In full and without alteration, repeat the material.

Dataset rows on where objects appear:
<<<<

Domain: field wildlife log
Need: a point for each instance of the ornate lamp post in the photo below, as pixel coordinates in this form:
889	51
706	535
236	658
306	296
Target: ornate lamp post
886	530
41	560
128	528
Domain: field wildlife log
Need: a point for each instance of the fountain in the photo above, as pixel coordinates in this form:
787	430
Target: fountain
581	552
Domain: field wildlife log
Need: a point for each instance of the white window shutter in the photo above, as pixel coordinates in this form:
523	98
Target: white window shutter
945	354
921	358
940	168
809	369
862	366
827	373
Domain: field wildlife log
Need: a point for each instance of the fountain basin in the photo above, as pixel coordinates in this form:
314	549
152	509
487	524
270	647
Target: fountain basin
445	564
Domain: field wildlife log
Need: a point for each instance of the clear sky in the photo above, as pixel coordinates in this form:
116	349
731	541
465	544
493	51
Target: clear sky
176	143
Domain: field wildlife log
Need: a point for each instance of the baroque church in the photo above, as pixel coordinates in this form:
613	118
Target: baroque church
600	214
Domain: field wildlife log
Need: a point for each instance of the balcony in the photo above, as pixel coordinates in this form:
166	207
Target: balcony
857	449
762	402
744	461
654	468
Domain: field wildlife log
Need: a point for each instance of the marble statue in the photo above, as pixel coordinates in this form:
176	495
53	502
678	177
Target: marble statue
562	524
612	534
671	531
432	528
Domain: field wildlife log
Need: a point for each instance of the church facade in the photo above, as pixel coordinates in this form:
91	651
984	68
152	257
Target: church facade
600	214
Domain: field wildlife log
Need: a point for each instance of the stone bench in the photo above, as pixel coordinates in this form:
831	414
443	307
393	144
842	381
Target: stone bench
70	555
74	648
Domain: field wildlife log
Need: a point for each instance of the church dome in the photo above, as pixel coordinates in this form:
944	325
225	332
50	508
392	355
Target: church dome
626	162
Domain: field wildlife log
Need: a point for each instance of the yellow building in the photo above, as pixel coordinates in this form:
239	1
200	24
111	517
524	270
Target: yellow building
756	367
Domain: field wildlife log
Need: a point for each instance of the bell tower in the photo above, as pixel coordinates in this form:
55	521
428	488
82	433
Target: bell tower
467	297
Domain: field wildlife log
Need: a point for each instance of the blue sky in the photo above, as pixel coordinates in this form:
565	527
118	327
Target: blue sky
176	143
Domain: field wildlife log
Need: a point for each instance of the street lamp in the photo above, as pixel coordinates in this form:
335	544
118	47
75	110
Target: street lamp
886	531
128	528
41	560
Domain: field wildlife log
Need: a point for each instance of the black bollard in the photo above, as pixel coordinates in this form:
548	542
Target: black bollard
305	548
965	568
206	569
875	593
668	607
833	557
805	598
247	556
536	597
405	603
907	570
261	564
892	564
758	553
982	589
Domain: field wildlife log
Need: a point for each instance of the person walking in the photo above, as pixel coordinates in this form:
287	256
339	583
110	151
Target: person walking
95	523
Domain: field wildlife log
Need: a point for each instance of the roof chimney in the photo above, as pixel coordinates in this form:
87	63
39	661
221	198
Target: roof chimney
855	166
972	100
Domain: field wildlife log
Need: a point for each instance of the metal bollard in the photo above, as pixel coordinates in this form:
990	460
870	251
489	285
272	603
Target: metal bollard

>>>>

● RESPONSE BELOW
Domain: field wildlife log
Need: a point for each instance of the ornate lamp post in the photo below, as pixel coordinates in this form:
889	51
706	535
236	658
306	296
Target: ornate lamp post
886	530
41	560
128	528
Domain: field wildlife log
Need: a point for each instance of the fountain in the photo above, as pixel coordinates in this form:
787	430
Target: fountain
581	552
Domain: field wildlife log
Need: a point for each instance of the white window shutter in the photo above, as pixel coordinates in this form:
523	98
Target: white window shutter
945	354
921	358
940	168
809	369
862	366
827	373
Domain: field wildlife log
Need: a point for each instance of the fountain basin in the photo above, as pixel coordinates in this form:
314	549
152	509
487	524
270	647
Target: fountain basin
445	564
Domain: field wildlife log
Need: a point for each instance of the clear sky in the photo above, as pixel coordinates in this form:
116	349
731	541
465	544
493	51
Target: clear sky
176	143
Domain: field wildlife log
Need: a point for each instance of the baroque church in the photo above, as pixel coordinates in this form:
613	118
Target: baroque church
600	214
Domain: field wildlife log
Need: a point for each instance of the balcony in the photo above, as pixel coordinates in this form:
166	207
Target: balcony
857	449
762	402
744	461
654	468
Domain: field wildlife log
Need: a point for each instance of the marble statue in the photo above, as pixel coordinates in this form:
176	495
53	502
678	177
Target: marble statue
562	524
612	534
671	531
432	528
Domain: field wildlife log
Need: a point for each instance of the church facade in the photo above, as pixel coordinates in this form:
91	651
984	68
152	257
Target: church facade
600	214
Domain: field wildlife log
Need: a point for each instance of the stone bench in the photo above, as pixel coordinates in this form:
831	414
443	307
393	144
842	381
Target: stone bench
70	555
74	648
Domain: field wildlife log
Need: a point for each instance of the church dome in the photo above, as pixel coordinates in this form:
944	325
225	332
50	508
392	355
Target: church dome
626	162
Domain: field wildlife log
Need: a point for each instance of the yellow building in the photo above, as pixel coordinates in this form:
239	1
200	24
111	517
524	270
Target: yellow building
756	367
Domain: field wildlife log
Need: a point for each instance of the bell tower in the photo above, as pixel coordinates in this form:
55	521
428	488
82	433
Target: bell tower
467	297
Domain: field wildlife log
Need: a point for each instance of the blue sky in the photo above, as pixel coordinates in this form:
565	527
118	327
Target: blue sky
176	143
Domain: field wildlife log
Need: a point for each instance of the street lamp in the photo above, as pixel coordinates in this form:
335	544
118	47
75	110
Target: street lamp
886	531
128	528
41	560
Domain: field wildlife log
Need: a point for each instance of the black bollard in the photo above, as pixel coordinates in this form:
548	542
Target: black bollard
305	548
965	568
206	569
875	593
668	607
833	557
805	598
247	556
536	597
405	603
907	570
261	564
892	564
758	553
982	589
Domain: field wildlife log
Need: a point for each instance of the person walking in the photo above, as pixel coordinates in this form:
287	256
339	583
110	151
Target: person walking
95	523
Domain: field wildlife log
Need: a point for each instance of the roof chimney in the photo above, as pixel coordinates in this form:
87	63
39	661
221	198
Target: roof chimney
855	166
972	100
Domain: field wildlife log
Need: a point for each instance of the metal bollard in the photo above, as pixel coordinates in this form:
990	460
870	251
489	285
272	603
Target: metal bollard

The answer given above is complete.